**Given exercise:** Look for the line containing "# draw the outline of every instance of the splashing" in the listing below. Retype that line and every subsequent line through the last one, and only those.

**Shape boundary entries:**

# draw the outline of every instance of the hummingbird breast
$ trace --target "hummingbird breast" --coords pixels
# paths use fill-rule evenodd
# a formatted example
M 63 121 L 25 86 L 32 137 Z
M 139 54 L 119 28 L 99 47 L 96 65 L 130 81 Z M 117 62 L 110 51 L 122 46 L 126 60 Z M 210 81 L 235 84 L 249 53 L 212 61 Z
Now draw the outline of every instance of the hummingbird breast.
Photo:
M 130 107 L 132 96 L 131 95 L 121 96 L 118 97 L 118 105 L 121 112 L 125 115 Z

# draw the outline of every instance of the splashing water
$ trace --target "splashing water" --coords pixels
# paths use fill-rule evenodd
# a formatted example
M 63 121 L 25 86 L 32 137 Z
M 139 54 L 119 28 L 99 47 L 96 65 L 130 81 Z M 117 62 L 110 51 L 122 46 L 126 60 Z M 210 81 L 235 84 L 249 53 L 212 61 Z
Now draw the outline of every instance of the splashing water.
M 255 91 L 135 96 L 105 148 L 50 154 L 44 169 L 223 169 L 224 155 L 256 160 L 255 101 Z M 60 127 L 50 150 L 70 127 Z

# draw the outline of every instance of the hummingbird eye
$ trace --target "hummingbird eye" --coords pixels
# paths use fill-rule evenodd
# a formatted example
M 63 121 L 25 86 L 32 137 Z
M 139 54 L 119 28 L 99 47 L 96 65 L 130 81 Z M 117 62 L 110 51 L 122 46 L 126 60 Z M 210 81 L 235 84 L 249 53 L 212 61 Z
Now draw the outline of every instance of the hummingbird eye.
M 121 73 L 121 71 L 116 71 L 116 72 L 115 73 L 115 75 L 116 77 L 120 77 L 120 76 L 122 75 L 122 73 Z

**The output:**
# draw the outline of every instance of the splashing water
$ trace --target "splashing water" --coords pixels
# paths use fill-rule evenodd
# a formatted example
M 63 121 L 25 86 L 32 137 Z
M 139 54 L 119 28 L 99 47 L 96 65 L 130 81 Z M 117 62 L 110 51 L 122 46 L 126 60 Z M 210 81 L 235 84 L 249 53 L 212 61 Z
Now draw the outline of every instance of the splashing water.
M 255 91 L 135 96 L 105 148 L 50 154 L 44 169 L 223 169 L 224 155 L 256 160 L 255 101 Z M 60 127 L 50 150 L 70 127 Z

# draw the outline of every instance of the hummingbird eye
$ trace --target "hummingbird eye" --coords pixels
# paths use fill-rule evenodd
# a formatted example
M 63 121 L 25 86 L 32 137 Z
M 139 54 L 119 28 L 99 47 L 96 65 L 130 81 Z M 117 62 L 110 51 L 122 46 L 126 60 Z M 210 81 L 235 84 L 249 53 L 212 61 Z
Now draw the outline of every instance of the hummingbird eye.
M 121 73 L 121 71 L 116 71 L 116 72 L 115 73 L 115 75 L 116 77 L 120 77 L 120 76 L 122 75 L 122 73 Z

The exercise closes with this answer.